(Available data Opens)

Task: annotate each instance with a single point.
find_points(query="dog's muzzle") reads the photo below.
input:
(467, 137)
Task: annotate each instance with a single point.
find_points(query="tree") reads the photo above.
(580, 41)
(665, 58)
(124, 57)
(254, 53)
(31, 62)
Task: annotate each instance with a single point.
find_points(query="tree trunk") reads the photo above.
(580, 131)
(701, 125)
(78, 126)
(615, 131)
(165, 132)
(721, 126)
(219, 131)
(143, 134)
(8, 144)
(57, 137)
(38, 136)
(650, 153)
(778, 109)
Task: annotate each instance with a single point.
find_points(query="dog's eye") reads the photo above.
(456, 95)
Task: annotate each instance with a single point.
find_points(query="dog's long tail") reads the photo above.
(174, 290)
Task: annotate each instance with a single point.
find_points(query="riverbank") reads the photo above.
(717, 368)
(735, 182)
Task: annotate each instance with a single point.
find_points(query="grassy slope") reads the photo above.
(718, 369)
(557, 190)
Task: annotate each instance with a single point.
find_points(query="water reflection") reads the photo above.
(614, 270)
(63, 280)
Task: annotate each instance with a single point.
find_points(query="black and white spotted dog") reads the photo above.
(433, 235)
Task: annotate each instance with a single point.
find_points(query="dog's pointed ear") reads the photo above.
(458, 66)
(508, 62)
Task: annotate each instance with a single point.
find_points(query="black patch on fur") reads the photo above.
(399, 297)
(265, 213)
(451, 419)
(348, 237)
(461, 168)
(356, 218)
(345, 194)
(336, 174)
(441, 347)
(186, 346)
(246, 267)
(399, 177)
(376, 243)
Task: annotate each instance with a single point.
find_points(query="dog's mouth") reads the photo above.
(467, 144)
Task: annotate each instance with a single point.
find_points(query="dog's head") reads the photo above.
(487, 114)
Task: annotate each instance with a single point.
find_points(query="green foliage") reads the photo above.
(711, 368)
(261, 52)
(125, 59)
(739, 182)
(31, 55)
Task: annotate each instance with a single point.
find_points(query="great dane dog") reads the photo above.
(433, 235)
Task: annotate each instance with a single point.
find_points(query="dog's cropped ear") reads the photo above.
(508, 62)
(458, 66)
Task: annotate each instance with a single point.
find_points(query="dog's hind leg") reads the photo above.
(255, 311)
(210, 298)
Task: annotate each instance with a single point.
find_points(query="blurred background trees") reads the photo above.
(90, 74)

(Available data Closes)

What is required >> Reproduce every line of the data verbatim.

Task solution >>
Task: annotate each instance with a single point.
find_points(query="dog's muzzle") reads the photo below.
input:
(467, 137)
Task: annotate each instance with a single point.
find_points(query="tree") reads the photo above.
(580, 41)
(665, 58)
(124, 57)
(254, 53)
(31, 62)
Task: annotate each instance with a single point.
find_points(query="tree trunk") reads the photo above.
(580, 131)
(701, 125)
(78, 126)
(615, 131)
(165, 132)
(721, 126)
(219, 131)
(143, 134)
(8, 144)
(57, 137)
(38, 136)
(650, 153)
(778, 109)
Task: annotate each instance with a single point.
find_points(query="dog's eye") reads the photo above.
(456, 95)
Task: annotate each instance with a single point.
find_points(query="dog's long tail") reads the photo above.
(174, 290)
Task: annotate each instance with a single point.
find_points(query="riverbank") reads the photo above.
(717, 368)
(735, 182)
Task: annotate each instance with a single point.
find_points(query="grassy slope") reads the photo above.
(718, 369)
(557, 190)
Task: annotate each instance with a single point.
find_points(query="water reflection") reads the photo above.
(614, 270)
(63, 280)
Task: annotate each instance with a single point.
find_points(query="black and white spotted dog") reads the photo above.
(433, 235)
Task: annotate each instance with a single point.
find_points(query="dog's pointed ear") reads the photo above.
(458, 66)
(508, 62)
Task: annotate each instance with a single point.
find_points(query="black patch on fur") reads the photo above.
(399, 297)
(265, 213)
(451, 419)
(348, 237)
(461, 168)
(356, 218)
(345, 194)
(336, 174)
(441, 347)
(186, 346)
(246, 267)
(399, 177)
(376, 243)
Task: annotate each instance with a single point.
find_points(query="dog's mouth") reads the photo above.
(467, 144)
Task: annotate each instance with a single point.
find_points(query="dog's head") reads the photo above.
(487, 114)
Task: annotate each instance with a single point.
find_points(query="green foliage") reads the photo above.
(711, 368)
(261, 52)
(125, 59)
(739, 182)
(31, 55)
Task: annotate each instance with a single point.
find_points(query="great dane dog") reads the photo above.
(433, 235)
Task: annotate each instance with a single point.
find_points(query="dog's cropped ear") reads the photo above.
(508, 62)
(458, 66)
Task: annotate each instance with a single point.
find_points(query="dog's hind leg") reads the photo above.
(255, 311)
(210, 298)
Task: annotate each instance with a single point.
find_points(query="blurred background trees") reads the photo above.
(90, 74)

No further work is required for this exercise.